WHAT IS BEING ASKED —
Your task is to copy every line of the records below that contains "window".

TASK MATERIAL —
- - - - -

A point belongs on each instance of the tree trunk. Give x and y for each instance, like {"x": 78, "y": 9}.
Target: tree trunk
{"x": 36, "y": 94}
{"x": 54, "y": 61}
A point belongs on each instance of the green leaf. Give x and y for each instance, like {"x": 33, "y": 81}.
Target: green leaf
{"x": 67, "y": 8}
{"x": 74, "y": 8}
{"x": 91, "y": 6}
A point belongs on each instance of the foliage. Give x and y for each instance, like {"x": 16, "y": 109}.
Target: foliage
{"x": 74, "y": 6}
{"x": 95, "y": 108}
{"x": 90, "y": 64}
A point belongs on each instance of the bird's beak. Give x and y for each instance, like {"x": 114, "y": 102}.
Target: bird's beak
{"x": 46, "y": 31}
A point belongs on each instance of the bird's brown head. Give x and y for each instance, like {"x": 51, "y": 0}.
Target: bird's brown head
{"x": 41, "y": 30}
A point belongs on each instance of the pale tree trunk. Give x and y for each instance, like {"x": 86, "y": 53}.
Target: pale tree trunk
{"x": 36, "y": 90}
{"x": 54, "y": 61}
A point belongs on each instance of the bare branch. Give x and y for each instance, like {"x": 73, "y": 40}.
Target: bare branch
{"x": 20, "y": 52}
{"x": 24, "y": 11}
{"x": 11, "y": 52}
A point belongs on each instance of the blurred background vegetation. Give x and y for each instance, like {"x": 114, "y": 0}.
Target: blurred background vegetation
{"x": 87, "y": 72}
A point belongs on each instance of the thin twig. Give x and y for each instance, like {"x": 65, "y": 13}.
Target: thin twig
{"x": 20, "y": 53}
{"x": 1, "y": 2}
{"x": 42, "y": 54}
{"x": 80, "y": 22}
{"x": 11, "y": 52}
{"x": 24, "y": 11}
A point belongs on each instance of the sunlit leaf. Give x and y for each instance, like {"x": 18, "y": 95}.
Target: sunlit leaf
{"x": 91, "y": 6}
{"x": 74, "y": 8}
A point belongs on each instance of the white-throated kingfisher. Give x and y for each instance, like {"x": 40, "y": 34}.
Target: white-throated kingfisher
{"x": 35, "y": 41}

- - - - -

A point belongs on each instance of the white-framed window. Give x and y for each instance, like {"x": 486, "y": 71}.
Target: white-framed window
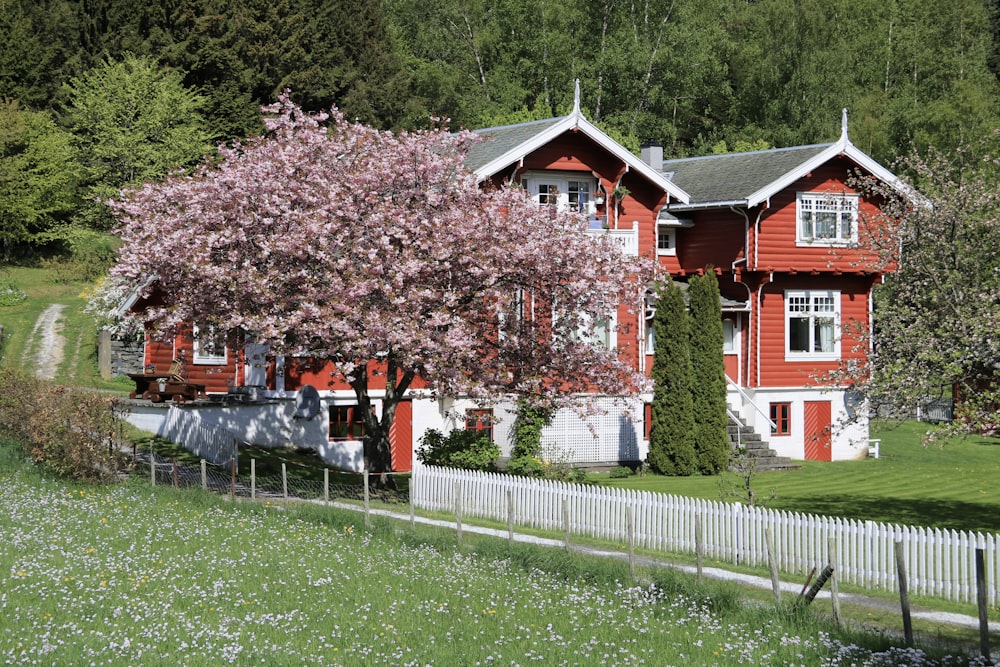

- - - - -

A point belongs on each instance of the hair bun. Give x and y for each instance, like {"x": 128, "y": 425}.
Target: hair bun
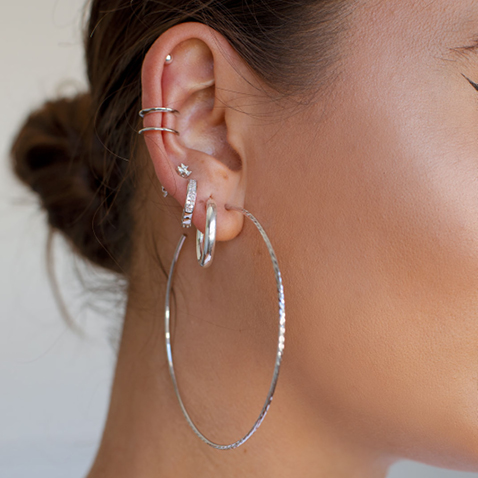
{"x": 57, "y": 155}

- - - - -

WRITTEN SOLUTION —
A point belongs on each instance of the white-framed window. Give x and y for each instance, like {"x": 486, "y": 71}.
Target: white-framed window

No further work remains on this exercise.